#### Exercise prompt
Reproduce all entries verbatim, with nothing added or dropped.

#### Provided records
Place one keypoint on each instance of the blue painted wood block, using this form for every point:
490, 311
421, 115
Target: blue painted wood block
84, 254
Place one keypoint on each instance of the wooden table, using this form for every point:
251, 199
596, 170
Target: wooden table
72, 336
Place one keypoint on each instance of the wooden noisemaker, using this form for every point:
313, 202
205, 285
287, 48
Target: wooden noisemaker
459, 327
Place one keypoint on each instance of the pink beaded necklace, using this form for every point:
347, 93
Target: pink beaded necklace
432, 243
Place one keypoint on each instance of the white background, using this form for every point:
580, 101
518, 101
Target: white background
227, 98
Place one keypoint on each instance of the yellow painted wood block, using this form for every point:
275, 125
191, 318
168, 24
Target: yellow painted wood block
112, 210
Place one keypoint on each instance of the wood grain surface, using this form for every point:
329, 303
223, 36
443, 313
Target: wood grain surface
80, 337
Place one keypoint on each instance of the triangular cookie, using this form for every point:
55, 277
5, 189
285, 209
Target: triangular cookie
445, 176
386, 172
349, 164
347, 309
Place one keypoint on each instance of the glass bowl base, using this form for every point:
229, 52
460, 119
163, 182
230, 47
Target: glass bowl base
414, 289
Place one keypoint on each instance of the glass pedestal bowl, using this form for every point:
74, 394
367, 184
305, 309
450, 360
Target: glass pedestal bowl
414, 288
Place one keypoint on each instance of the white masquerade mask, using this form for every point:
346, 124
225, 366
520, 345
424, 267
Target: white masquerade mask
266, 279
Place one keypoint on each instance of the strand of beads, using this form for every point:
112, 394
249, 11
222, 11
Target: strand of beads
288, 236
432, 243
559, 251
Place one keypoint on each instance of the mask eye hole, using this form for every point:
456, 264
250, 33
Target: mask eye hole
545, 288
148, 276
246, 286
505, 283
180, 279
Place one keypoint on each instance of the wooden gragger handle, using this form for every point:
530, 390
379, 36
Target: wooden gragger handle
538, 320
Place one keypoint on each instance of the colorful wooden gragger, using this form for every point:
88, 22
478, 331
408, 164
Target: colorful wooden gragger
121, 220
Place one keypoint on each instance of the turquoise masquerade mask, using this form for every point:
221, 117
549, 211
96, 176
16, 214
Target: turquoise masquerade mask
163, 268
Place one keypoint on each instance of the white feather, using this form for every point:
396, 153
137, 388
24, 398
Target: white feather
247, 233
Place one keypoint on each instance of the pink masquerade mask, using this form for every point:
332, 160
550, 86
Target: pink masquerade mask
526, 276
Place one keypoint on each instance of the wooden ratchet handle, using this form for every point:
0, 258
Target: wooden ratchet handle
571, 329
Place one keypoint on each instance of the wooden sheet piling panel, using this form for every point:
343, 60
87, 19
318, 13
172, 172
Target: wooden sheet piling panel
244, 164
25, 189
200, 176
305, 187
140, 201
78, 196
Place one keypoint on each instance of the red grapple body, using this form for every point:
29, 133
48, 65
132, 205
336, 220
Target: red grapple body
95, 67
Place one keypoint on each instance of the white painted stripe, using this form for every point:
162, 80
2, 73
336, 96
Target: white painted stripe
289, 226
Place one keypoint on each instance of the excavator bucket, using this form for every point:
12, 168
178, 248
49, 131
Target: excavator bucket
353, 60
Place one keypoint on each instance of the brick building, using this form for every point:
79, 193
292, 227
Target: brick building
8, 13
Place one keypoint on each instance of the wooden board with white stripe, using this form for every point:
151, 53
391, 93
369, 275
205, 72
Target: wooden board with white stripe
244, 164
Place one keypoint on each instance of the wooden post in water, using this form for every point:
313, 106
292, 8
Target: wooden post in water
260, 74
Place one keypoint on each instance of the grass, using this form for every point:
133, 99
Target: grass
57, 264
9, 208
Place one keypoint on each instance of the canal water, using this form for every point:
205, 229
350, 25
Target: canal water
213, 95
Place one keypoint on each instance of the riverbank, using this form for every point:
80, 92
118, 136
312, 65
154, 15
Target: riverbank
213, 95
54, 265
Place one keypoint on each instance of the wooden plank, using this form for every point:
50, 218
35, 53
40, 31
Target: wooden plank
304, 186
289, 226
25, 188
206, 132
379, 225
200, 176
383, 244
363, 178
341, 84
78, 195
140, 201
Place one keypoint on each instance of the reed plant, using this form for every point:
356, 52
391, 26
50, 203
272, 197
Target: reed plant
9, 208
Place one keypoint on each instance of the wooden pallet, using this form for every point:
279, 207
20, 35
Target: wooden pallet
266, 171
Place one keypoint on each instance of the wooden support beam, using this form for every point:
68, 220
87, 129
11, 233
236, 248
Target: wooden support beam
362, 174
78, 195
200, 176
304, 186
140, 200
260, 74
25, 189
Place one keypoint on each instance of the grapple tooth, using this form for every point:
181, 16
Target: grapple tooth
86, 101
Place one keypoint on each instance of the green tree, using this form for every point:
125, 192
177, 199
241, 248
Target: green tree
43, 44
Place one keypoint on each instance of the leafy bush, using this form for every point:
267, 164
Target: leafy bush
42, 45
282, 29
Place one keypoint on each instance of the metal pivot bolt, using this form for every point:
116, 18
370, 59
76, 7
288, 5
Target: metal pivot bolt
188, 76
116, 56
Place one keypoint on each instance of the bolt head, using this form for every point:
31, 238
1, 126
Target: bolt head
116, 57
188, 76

#### Expected output
Place one keypoint on each instance of the blue painted wood block, using this form for every point:
490, 311
421, 115
Target: blue painted wood block
84, 254
Place one keypoint on each instance of the wooden table, using this form for every point:
251, 199
596, 170
Target: wooden table
72, 336
Place one keypoint on each instance of the wooden noisemaker, using this form for every point:
313, 202
205, 285
287, 48
Target: wooden noisemaker
459, 327
Place one keypoint on each instance of the pink beaded necklace, using this form for every point:
347, 93
Target: pink beaded necklace
432, 243
Place one keypoint on each instance of the white background, using this form for every point:
580, 101
518, 101
Target: white background
227, 98
Place one keypoint on each instance of the yellow painted wood block, using this form for every point:
275, 125
191, 318
168, 24
Target: yellow painted wood block
112, 210
Place one keypoint on each instance of the wood grain surface, using this form for every point:
329, 303
223, 36
443, 313
Target: wood grain surface
80, 337
Place one keypoint on each instance of the triangular cookie, using this form for every point:
55, 277
5, 189
285, 209
Target: triangular cookie
445, 176
386, 172
349, 164
347, 309
Place one keypoint on each instance of the glass bowl base, using this form for every point:
229, 52
460, 119
163, 182
230, 47
Target: glass bowl base
414, 289
Place one keypoint on each instance of the glass pedestal bowl, using this form for every point:
74, 394
367, 184
305, 309
450, 360
Target: glass pedestal bowl
414, 288
Place one keypoint on each instance of the white masquerade mask, using this form for every point:
346, 124
225, 366
520, 345
424, 267
Target: white masquerade mask
266, 279
Place one keypoint on each instance of the strand of beads, using this form for every point:
112, 394
249, 11
222, 11
Target: strand of beads
288, 236
432, 243
559, 251
Place one keypoint on each instance of the mask eye hole, using this form for every point:
456, 264
250, 33
Target: mask eye hole
545, 288
148, 276
246, 286
505, 283
180, 279
Place one keypoint on each instance of the wooden gragger handle, using this form for every point:
530, 390
379, 36
Target: wooden gragger handle
538, 320
Place one keypoint on each instance of the colorful wooden gragger, using this form for every point:
88, 22
478, 331
408, 164
Target: colorful wooden gragger
121, 220
Place one keypoint on each instance of the turquoise masquerade mask, using this form for every point:
221, 117
549, 211
96, 176
16, 214
Target: turquoise masquerade mask
163, 268
Place one keypoint on each instance of the white feather, using this form for every point:
396, 153
137, 388
24, 398
Target: white feather
247, 233
Place one keypoint on each instance of the pink masquerade mask, using this form for every point:
332, 160
550, 86
Target: pink masquerade mask
526, 276
Place one keypoint on each instance of the wooden ratchet handle, using this form for every point:
0, 258
Target: wooden ratchet handle
571, 329
Place one keypoint on each instance of the wooden sheet piling panel, using this form for every point:
343, 60
87, 19
318, 13
172, 172
Target: wooden sheet piling panel
244, 164
25, 189
200, 176
305, 187
140, 201
78, 196
Place one keypoint on each instance of the red grapple body, using this form for every point:
29, 133
48, 65
132, 205
336, 220
Target: red grapple body
95, 67
Place one keypoint on each instance of the white painted stripe, using this form for every point:
162, 80
2, 73
336, 96
Target: white painted stripe
289, 226
Place one keypoint on each instance of the excavator bucket, using this form for every point:
12, 168
178, 248
49, 131
Target: excavator bucket
353, 60
Place one keypoint on each instance of the brick building, using this form for every point:
79, 193
292, 227
Target: brick building
8, 13
Place one keypoint on each instance of the wooden board with white stripe, using this form for every point:
151, 53
391, 93
369, 275
205, 72
Target: wooden board with white stripe
244, 164
Place one keypoint on each instance of the wooden post in water, using this form for every point:
313, 106
292, 8
Target: wooden post in water
260, 74
Place one keypoint on each instance of the grass, using this form for every point:
133, 99
Target: grass
57, 264
9, 208
Place one keypoint on each instance of the canal water, using this form for every point:
205, 229
350, 25
Target: canal water
213, 95
Place one keypoint on each instance of the riverbank, using this form for every point:
80, 92
118, 136
312, 65
154, 15
Target: riverbank
213, 95
54, 265
Place one keypoint on each instance of the wooden plank, using this form for every point:
50, 218
35, 53
40, 31
Target: wooden plank
304, 186
289, 226
25, 188
206, 132
379, 225
200, 176
383, 244
363, 178
341, 84
78, 195
140, 201
Place one keypoint on each instance of the reed plant, using this form for every point:
356, 52
391, 26
50, 203
272, 197
Target: reed plant
9, 208
Place one keypoint on each instance of the wooden pallet, using this form for every point:
279, 207
20, 35
Target: wooden pallet
266, 171
Place one keypoint on each instance of the wooden support beam, using this form for every point:
68, 220
87, 129
11, 233
236, 248
Target: wooden support beam
362, 174
78, 195
200, 176
304, 186
140, 200
260, 74
25, 189
Place one keypoint on each instance of the grapple tooth, using this form for every point:
181, 16
Target: grapple tooth
86, 101
Place one keypoint on each instance of the green tree, using this form for every point:
125, 192
177, 199
241, 248
Target: green tree
43, 44
Place one keypoint on each instance of the leafy bush, using this form for every point:
267, 164
Target: leafy bush
42, 45
282, 29
Place one keypoint on each instance of the metal pivot bolt, using this form for every point:
116, 18
370, 59
76, 7
288, 5
Target: metal pivot bolt
188, 76
116, 56
Place one keypoint on each instance of the bolt head, using this form for every point:
31, 238
1, 126
Target: bolt head
116, 57
188, 76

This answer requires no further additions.